TEXT BLOCK section start

Cigarette smoking is a known risk factor for meningococcal infection and other invasive bacterial diseases and was reported for nearly half of the 15 through 24-year-old cases in our study.^22- 26 Although what role smoking played, if any, in the increase in meningococcal incidence in 15 through 24 year olds is not known, national trends in youth smoking mirrored trends in meningococcal incidence during the 1990s.^27- 29 For example, the prevalence of cigarette smoking in the previous 30 days among 12th grade high school students was 28.3% in 1991, peaked at 36.5% in 1997, and decreased to 34.6% in 1999.²⁸ If smoking is in fact causally associated with meningococcal infection, then, by definition, changes in smoking prevalence would lead to changes in meningococcal incidence. That the decline in meningococcal incidence in Maryland was of larger magnitude than the decline in smoking prevalence, however, suggests that smoking is not responsible for all of the changes in meningococcal incidence in 15 through 24 year olds. The prevalence of binge drinking, also associated with meningococcal infection, also seems to have increased slightly during the 1990s and then decreased by 1999.^30- 31 We suspect that the changes in meningococcal incidence we observed were due to a combination of changes in population immunity to circulating strains and changes in behavioral risk factors.

What are the implications of this study for the prevention of meningococcal infection? Vaccine prevention in 15 through 24 year olds is attractive for several reasons. First, more than 80% of infections in our study were caused by serogroups that are included in the vaccine that is licensed in the United States.¹⁵ Second, vaccine efficacy in adolescents and young adults is high.^32- 34 Third, there is evidence that transmission of N meningitidis frequently occurs from young adults to children, suggesting that a vaccine that afforded herd immunity through a reduction in nasopharyngeal carriage could potentially lead to reduced transmission to susceptible children.^35- 36 Fourth, a relatively large proportion of all meningococcal infections in Maryland occurred in this age group. However, the relatively small number of cases, potential logistical difficulties in immunizing adolescents and young adults, questions about the cost-effectiveness of meningococcal vaccines,¹¹ and the decline in incidence in the years 1998 through 1999 and elsewhere must also be considered. In any case, these data and continued surveillance for meningococcal infection will be useful in deciding whether vaccination is appropriate for this age group.

There are several limitations of this study. The requirement for the isolation of N meningitidis in culture led to an underestimation of the burden of meningococcal infection in all age groups in our study.³⁷ Since we did not follow up cases prospectively after discharge from the hospital, we likely also underestimated the frequency of certain sequelae, such as hearing loss. Finally, the study design we used did not allow us to directly assess the contribution of smoking and other behavioral risk factors to the changing epidemiology of meningococcal infection in Maryland.

In summary, the incidence of meningococcal infection in Maryland residents aged 15 through 24 years increased during the 1990s but subsequently decreased. During some years, persons aged 15 through 24 years accounted for nearly 30% of all meningococcal infections in Maryland. Infection in this age group was associated with an unexpectedly high case fatality. The majority of infections were vaccine preventable. This study underscores how the epidemiology of meningococcal infection continuously changes and the need to monitor disease patterns with active, laboratory-based surveillance. Surveillance will provide crucial information for the development of optimal immunization strategies, once improved meningococcal vaccines become available.

TEXT BLOCK section end

Duplicate the part of the meningococcal infection text starting with "In summary, the" and going on through "vaccines become available.", word for word.

DATASET RECORDS section start

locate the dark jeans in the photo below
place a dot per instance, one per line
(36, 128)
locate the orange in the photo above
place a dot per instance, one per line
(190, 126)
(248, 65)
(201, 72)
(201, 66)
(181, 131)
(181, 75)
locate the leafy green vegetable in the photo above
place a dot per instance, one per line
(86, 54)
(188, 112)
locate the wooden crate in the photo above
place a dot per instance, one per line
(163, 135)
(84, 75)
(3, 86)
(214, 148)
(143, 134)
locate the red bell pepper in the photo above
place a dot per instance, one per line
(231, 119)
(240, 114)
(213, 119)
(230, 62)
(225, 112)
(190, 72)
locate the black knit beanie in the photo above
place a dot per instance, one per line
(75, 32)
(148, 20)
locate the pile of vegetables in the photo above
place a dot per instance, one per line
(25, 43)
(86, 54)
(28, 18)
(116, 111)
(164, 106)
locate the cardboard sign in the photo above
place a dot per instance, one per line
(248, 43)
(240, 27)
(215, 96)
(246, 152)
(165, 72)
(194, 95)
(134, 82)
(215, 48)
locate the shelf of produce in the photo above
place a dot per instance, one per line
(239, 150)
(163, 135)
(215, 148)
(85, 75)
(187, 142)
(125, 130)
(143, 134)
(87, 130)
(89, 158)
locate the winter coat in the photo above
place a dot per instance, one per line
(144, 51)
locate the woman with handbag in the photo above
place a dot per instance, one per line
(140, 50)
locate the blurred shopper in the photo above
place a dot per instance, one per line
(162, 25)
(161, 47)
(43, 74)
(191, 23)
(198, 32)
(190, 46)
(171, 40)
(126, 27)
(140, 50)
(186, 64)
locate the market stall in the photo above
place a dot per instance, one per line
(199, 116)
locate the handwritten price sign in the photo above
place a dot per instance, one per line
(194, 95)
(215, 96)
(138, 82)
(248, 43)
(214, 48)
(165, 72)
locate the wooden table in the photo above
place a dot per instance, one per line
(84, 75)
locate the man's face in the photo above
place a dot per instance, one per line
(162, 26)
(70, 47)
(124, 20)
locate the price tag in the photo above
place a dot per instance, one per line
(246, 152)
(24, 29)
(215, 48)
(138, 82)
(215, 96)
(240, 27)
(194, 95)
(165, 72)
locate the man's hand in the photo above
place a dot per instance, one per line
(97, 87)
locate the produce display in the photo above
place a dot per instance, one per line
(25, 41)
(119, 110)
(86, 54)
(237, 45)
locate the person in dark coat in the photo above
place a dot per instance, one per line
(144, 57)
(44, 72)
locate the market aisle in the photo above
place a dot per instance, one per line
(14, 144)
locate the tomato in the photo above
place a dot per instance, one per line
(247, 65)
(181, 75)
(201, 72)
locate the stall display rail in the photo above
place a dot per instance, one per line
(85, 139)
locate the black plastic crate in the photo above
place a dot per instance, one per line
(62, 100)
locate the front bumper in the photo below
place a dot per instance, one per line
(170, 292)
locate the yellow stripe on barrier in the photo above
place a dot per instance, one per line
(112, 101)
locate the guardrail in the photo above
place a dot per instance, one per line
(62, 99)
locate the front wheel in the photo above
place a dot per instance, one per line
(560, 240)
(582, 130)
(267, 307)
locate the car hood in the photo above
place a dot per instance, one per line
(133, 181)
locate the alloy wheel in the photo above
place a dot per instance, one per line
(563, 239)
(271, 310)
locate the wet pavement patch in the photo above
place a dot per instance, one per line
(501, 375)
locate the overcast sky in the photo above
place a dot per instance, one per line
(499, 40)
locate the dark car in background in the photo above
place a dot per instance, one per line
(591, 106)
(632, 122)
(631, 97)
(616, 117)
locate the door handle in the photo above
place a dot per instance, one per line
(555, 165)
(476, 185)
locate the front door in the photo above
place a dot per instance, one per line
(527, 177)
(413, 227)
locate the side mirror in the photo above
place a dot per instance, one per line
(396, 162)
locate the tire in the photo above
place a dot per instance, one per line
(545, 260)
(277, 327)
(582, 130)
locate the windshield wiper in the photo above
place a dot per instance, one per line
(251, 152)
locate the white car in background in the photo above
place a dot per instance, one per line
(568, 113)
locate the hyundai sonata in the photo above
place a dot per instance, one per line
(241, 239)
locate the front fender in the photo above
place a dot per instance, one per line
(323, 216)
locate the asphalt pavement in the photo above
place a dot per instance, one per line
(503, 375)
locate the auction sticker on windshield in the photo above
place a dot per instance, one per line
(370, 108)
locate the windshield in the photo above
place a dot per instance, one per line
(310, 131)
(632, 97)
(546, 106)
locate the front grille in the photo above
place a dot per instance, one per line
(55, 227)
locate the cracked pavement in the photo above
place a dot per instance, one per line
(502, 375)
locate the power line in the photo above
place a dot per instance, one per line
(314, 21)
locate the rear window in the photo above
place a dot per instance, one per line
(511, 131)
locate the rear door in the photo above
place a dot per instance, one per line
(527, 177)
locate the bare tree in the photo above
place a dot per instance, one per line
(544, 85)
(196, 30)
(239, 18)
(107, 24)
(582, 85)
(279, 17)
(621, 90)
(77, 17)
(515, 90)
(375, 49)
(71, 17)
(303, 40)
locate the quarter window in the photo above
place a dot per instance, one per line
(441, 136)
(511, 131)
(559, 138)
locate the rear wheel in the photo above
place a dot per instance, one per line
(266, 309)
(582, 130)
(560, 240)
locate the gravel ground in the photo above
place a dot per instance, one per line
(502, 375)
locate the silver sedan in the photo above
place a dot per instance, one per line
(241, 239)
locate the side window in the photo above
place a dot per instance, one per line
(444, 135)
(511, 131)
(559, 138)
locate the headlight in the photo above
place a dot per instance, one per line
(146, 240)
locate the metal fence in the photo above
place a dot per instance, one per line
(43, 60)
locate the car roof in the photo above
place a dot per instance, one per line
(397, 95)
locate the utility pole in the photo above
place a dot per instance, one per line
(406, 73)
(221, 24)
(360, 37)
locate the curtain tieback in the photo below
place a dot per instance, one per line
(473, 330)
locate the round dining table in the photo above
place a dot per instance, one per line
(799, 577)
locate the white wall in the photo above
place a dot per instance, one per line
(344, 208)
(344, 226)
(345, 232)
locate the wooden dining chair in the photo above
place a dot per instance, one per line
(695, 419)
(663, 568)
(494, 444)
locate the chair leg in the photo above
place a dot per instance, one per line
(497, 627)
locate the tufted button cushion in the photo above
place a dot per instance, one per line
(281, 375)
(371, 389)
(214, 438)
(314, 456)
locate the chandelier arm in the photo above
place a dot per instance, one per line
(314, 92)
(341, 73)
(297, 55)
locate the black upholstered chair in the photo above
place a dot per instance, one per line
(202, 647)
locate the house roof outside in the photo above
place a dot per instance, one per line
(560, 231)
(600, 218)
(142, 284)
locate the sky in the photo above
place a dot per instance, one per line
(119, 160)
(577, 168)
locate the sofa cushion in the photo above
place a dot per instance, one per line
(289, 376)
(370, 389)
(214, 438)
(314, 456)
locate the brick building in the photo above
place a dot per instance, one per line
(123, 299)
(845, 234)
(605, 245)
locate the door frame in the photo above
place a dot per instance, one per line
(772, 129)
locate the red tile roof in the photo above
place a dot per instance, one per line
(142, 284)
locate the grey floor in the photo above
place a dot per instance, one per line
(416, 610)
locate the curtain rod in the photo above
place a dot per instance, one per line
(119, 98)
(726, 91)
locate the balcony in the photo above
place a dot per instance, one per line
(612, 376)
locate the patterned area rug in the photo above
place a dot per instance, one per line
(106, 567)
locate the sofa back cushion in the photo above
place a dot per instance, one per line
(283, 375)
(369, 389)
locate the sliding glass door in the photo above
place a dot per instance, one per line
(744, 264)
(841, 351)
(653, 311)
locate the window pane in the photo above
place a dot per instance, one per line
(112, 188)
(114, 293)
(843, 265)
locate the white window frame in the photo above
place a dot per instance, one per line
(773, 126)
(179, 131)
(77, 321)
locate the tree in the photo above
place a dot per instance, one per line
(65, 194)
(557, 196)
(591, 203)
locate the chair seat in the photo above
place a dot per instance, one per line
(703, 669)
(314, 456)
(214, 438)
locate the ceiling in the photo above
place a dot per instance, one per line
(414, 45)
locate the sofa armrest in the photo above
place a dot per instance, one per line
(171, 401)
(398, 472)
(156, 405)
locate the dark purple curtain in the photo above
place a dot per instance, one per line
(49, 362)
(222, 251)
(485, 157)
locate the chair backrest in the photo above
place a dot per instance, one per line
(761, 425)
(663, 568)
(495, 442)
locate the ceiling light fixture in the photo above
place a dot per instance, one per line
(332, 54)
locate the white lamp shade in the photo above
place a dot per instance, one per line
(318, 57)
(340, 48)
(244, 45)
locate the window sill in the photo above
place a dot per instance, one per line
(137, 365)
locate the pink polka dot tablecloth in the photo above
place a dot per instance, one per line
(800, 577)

DATASET RECORDS section end

» RESPONSE TO THE TASK
In summary, the incidence of meningococcal infection in Maryland residents aged 15 through 24 years increased during the 1990s but subsequently decreased. During some years, persons aged 15 through 24 years accounted for nearly 30% of all meningococcal infections in Maryland. Infection in this age group was associated with an unexpectedly high case fatality. The majority of infections were vaccine preventable. This study underscores how the epidemiology of meningococcal infection continuously changes and the need to monitor disease patterns with active, laboratory-based surveillance. Surveillance will provide crucial information for the development of optimal immunization strategies, once improved meningococcal vaccines become available.